Dawn opens with Butler’s heroine Lilith Iyapo in a bare white cell, waking after centuries of suspended animation. A survivor of nuclear apocalypse, she is being healed aboard an alien spaceship by the grotesque yet apparently benevolent Oankali, implacable, uncanny beings combing the galaxy for new combinations of DNA to acquire and trade and new species to absorb. Should Lilith and the handful of humans who remain agree to cooperate with their would-be saviors, or fight assimilation and erasure?

Adulthood Rites tells the story of Lilith’s son Akin as he comes of age on a newly repopulated Earth. A “construct”—part human and part Oankali—he is taken from Lilith as a child and raised among human “resisters,” insurgents who reject Oankali interference in their lives even though they are no longer able to conceive children without the aliens’ assistance. Negotiating the complexities of interspecies politics and his own hybrid identity, Akin emerges as a leader, forging a new path on Mars for the human-Oankali future.

A novel full of radical metamorphoses and unexpected twists, Imago brings Butler’s trilogy to a stunning conclusion. On a slowly regenerating Earth, nature finds a way: some humans, it turns out, remain fertile. Even more surprisingly, for humankind and Oankali alike, Lilith’s son Jodahs emerges from puberty as the first part-human ooloi, a member of the Oankali’s shape-shifting, preternaturally powerful third sex. What follows is a journey with far-reaching implications, not only for Jodahs’s identity and survival, but for the shared future of the two species.

Given information.

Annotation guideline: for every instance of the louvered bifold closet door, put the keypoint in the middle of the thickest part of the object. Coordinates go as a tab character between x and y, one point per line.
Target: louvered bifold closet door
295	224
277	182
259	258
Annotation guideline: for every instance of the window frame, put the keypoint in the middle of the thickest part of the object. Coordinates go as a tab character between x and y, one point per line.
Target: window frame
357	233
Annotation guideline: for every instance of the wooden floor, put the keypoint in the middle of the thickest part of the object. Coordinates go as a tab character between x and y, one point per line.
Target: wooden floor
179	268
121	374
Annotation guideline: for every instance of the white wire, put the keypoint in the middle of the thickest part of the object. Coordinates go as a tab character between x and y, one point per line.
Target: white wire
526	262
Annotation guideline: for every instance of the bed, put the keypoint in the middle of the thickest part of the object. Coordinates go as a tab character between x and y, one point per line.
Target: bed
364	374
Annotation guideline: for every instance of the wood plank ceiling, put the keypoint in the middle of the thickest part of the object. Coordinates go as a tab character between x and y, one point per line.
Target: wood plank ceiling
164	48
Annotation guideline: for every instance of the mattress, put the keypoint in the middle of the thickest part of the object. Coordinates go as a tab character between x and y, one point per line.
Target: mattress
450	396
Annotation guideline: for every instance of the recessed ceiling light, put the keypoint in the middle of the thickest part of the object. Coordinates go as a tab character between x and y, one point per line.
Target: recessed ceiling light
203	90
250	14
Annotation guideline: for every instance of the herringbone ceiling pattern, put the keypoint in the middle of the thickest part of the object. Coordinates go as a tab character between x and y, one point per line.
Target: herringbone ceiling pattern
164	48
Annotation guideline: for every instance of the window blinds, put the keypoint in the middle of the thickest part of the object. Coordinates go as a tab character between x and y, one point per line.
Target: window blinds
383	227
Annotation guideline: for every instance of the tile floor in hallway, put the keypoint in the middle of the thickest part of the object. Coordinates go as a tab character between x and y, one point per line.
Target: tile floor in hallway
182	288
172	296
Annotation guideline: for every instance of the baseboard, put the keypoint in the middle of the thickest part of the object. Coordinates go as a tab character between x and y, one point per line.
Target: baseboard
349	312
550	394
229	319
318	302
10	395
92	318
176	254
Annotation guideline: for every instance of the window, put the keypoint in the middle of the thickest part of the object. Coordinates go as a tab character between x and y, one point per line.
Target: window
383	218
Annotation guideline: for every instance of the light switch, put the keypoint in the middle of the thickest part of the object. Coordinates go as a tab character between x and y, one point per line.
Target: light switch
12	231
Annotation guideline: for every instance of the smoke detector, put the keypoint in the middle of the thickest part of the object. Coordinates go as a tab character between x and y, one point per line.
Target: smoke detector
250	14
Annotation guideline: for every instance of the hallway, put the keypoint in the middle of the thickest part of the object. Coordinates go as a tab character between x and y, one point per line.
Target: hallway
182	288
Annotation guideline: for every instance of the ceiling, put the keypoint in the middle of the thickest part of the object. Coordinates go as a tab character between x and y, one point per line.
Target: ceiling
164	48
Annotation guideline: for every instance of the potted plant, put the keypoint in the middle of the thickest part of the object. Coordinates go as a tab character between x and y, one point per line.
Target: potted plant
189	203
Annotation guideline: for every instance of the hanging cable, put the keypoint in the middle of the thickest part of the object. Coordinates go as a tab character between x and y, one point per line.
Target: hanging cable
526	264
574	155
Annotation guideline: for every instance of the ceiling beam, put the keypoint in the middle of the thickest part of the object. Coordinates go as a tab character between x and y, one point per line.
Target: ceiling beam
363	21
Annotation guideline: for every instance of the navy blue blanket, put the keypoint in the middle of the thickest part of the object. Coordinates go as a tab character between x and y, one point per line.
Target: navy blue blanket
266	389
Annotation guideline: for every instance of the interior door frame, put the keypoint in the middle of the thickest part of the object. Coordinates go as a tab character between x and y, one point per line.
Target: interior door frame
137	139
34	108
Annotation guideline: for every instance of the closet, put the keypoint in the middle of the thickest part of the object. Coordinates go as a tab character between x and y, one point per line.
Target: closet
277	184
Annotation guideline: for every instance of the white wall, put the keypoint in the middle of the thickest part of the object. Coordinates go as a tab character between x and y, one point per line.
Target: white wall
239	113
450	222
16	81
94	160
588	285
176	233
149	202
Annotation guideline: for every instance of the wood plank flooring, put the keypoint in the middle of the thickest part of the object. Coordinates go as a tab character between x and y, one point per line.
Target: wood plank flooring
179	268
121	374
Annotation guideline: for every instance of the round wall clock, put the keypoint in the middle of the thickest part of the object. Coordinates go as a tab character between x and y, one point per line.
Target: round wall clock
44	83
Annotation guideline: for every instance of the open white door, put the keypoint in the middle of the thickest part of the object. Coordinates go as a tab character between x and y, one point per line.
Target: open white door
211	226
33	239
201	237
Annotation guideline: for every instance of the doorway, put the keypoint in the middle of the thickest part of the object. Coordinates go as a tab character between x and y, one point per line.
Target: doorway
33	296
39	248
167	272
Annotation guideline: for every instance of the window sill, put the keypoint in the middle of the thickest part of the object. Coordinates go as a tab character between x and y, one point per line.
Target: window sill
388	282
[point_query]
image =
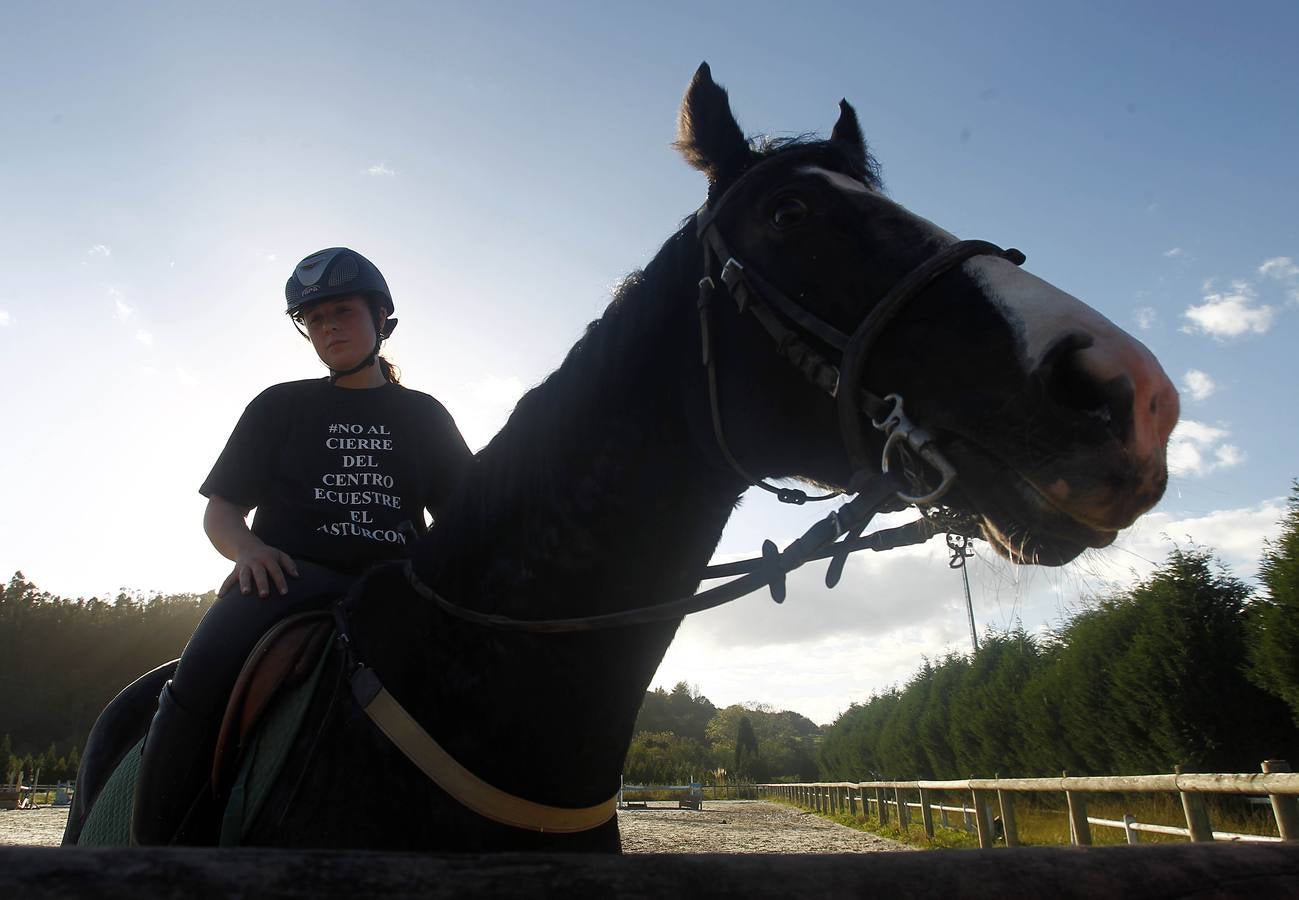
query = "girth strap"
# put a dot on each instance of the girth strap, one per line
(459, 782)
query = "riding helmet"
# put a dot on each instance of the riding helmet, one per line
(333, 273)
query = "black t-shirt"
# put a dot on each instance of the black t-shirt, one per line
(334, 472)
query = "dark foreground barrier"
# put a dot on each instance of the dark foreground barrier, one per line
(1187, 870)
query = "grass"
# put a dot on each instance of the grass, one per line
(1043, 821)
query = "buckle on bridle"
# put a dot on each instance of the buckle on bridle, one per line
(899, 431)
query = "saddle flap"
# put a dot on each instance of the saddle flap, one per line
(282, 659)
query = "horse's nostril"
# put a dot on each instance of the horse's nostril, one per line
(1074, 379)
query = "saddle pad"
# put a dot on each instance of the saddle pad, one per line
(265, 756)
(109, 820)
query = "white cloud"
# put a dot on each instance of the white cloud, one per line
(1198, 385)
(1195, 450)
(822, 650)
(121, 309)
(1229, 313)
(1280, 268)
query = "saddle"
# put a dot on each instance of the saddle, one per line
(282, 660)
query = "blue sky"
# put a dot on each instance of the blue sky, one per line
(164, 165)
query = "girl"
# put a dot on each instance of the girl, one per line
(340, 472)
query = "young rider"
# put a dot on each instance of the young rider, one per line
(340, 472)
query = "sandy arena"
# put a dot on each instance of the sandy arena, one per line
(721, 826)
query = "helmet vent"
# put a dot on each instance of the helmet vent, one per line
(344, 272)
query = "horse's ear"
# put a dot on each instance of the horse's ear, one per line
(847, 135)
(707, 131)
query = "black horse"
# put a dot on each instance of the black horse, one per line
(608, 487)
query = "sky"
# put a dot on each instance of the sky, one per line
(164, 165)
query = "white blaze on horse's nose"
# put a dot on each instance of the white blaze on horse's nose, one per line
(1120, 372)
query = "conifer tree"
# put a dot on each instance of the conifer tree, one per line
(1274, 616)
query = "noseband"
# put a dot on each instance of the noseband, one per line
(769, 305)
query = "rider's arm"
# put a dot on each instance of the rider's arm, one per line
(256, 562)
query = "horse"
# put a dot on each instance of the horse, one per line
(794, 309)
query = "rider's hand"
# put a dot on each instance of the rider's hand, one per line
(260, 565)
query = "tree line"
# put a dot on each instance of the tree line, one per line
(682, 737)
(63, 660)
(1190, 668)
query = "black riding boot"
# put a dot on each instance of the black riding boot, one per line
(174, 772)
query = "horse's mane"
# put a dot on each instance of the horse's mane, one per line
(612, 364)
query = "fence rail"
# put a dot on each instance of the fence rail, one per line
(1276, 782)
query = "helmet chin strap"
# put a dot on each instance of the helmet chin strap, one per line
(381, 334)
(334, 374)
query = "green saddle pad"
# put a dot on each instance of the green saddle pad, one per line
(109, 821)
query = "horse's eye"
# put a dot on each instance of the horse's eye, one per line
(789, 212)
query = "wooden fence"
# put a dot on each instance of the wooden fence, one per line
(1276, 782)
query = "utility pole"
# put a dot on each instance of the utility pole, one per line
(960, 550)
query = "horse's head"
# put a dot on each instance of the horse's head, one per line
(1055, 420)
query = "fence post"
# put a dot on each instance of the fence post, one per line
(982, 820)
(903, 813)
(1284, 807)
(926, 813)
(1197, 814)
(1080, 831)
(1009, 829)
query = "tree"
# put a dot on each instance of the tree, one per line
(1274, 616)
(746, 751)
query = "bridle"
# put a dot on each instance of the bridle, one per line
(769, 305)
(841, 533)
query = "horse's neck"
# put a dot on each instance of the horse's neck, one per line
(624, 512)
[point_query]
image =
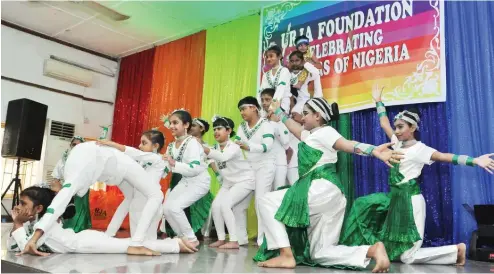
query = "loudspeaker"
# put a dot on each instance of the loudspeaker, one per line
(24, 129)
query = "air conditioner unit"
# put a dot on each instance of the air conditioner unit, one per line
(58, 141)
(68, 73)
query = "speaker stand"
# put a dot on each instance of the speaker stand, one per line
(17, 189)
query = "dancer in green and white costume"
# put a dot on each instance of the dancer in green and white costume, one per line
(82, 219)
(398, 218)
(302, 224)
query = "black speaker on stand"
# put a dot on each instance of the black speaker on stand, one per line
(23, 138)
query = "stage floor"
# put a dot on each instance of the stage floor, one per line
(207, 260)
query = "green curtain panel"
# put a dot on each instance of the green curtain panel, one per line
(232, 56)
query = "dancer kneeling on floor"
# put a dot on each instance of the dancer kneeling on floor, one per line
(238, 180)
(35, 202)
(89, 163)
(302, 224)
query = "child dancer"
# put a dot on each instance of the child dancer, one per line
(298, 67)
(190, 182)
(198, 128)
(256, 137)
(278, 77)
(82, 219)
(237, 177)
(314, 207)
(35, 202)
(148, 157)
(281, 148)
(89, 163)
(402, 211)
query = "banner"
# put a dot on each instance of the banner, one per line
(398, 44)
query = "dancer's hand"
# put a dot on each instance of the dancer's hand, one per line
(377, 92)
(20, 216)
(485, 162)
(31, 248)
(387, 155)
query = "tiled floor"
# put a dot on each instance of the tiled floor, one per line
(207, 260)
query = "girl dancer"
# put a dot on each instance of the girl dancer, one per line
(82, 219)
(237, 177)
(148, 157)
(198, 128)
(190, 182)
(35, 202)
(314, 207)
(281, 147)
(278, 77)
(402, 211)
(256, 136)
(299, 66)
(89, 163)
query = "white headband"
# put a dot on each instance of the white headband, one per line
(198, 122)
(402, 116)
(325, 116)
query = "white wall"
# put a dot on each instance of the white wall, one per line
(23, 57)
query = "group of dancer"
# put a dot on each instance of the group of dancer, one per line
(284, 153)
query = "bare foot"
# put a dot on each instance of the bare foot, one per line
(217, 243)
(230, 245)
(462, 249)
(141, 250)
(378, 253)
(279, 262)
(184, 248)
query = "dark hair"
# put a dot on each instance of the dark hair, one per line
(44, 196)
(297, 53)
(300, 38)
(156, 137)
(268, 91)
(326, 107)
(249, 100)
(206, 125)
(276, 49)
(183, 116)
(222, 123)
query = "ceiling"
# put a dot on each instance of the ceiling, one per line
(151, 22)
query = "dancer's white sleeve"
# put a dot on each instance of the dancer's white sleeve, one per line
(267, 140)
(228, 153)
(58, 170)
(191, 165)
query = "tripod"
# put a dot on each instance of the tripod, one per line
(17, 188)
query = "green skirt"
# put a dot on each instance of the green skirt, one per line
(82, 220)
(383, 217)
(197, 213)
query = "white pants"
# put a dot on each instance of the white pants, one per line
(84, 167)
(280, 176)
(187, 192)
(92, 241)
(292, 175)
(133, 205)
(226, 199)
(327, 210)
(240, 212)
(430, 255)
(265, 172)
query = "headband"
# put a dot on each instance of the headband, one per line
(322, 107)
(248, 105)
(303, 41)
(198, 122)
(217, 117)
(409, 117)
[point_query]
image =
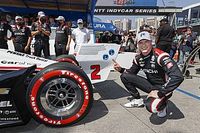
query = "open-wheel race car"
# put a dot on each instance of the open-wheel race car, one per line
(53, 92)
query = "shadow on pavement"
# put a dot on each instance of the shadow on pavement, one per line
(110, 90)
(173, 113)
(31, 126)
(97, 111)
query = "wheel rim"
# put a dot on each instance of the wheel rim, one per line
(61, 97)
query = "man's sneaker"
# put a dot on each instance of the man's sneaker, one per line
(135, 103)
(162, 113)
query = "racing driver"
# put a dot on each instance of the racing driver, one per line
(162, 73)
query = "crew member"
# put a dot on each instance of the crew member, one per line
(4, 27)
(41, 30)
(22, 36)
(63, 37)
(163, 74)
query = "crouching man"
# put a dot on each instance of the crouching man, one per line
(162, 75)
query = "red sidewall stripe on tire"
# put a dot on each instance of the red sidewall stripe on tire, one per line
(48, 75)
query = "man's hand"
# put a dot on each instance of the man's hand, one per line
(117, 67)
(153, 93)
(39, 28)
(67, 48)
(26, 48)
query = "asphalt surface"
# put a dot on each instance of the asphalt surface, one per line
(109, 116)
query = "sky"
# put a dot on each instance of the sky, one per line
(162, 3)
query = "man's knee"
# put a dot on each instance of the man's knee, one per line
(127, 77)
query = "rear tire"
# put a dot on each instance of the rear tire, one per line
(60, 95)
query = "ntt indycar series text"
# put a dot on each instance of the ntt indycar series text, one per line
(53, 92)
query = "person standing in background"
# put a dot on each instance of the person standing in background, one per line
(164, 36)
(22, 36)
(4, 27)
(81, 34)
(63, 37)
(41, 30)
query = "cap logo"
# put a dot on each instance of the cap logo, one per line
(142, 34)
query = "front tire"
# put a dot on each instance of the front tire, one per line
(60, 95)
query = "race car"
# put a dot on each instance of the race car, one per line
(53, 92)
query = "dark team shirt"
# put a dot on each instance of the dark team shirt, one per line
(165, 33)
(21, 35)
(41, 36)
(159, 70)
(62, 33)
(4, 27)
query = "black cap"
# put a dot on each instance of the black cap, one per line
(164, 20)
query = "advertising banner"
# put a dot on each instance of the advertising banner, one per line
(126, 3)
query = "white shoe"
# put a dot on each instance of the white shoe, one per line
(135, 103)
(162, 113)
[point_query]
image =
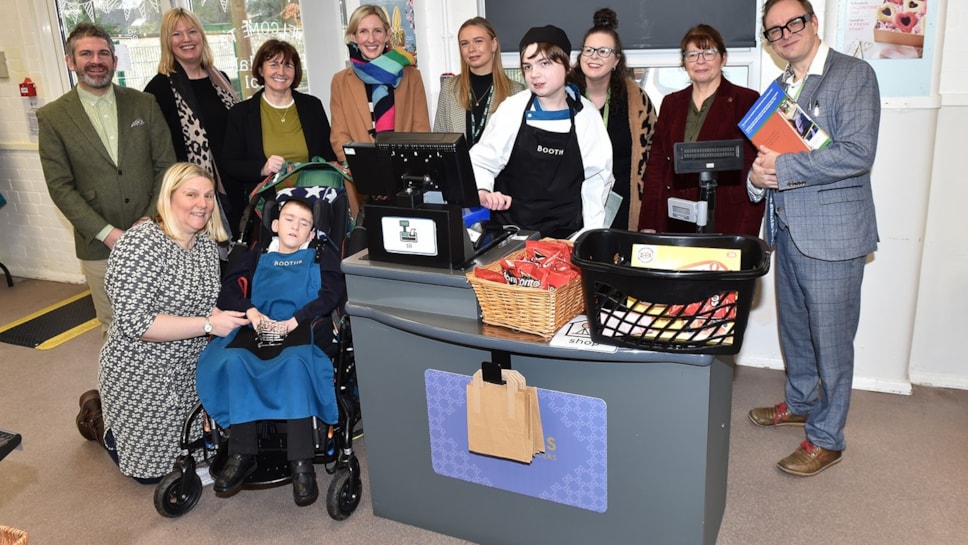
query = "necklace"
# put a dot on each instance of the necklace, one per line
(282, 118)
(285, 113)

What to do.
Copy out the whole passage about Butler's trilogy word for word. None of the entries has anything to do with the passage about Butler's trilogy.

Solved problem.
Dawn opens with Butler’s heroine Lilith Iyapo in a bare white cell, waking after centuries of suspended animation. A survivor of nuclear apocalypse, she is being healed aboard an alien spaceship by the grotesque yet apparently benevolent Oankali, implacable, uncanny beings combing the galaxy for new combinations of DNA to acquire and trade and new species to absorb. Should Lilith and the handful of humans who remain agree to cooperate with their would-be saviors, or fight assimilation and erasure?

Adulthood Rites tells the story of Lilith’s son Akin as he comes of age on a newly repopulated Earth. A “construct”—part human and part Oankali—he is taken from Lilith as a child and raised among human “resisters,” insurgents who reject Oankali interference in their lives even though they are no longer able to conceive children without the aliens’ assistance. Negotiating the complexities of interspecies politics and his own hybrid identity, Akin emerges as a leader, forging a new path on Mars for the human-Oankali future.

A novel full of radical metamorphoses and unexpected twists, Imago brings Butler’s trilogy to a stunning conclusion. On a slowly regenerating Earth, nature finds a way: some humans, it turns out, remain fertile. Even more surprisingly, for humankind and Oankali alike, Lilith’s son Jodahs emerges from puberty as the first part-human ooloi, a member of the Oankali’s shape-shifting, preternaturally powerful third sex. What follows is a journey with far-reaching implications, not only for Jodahs’s identity and survival, but for the shared future of the two species.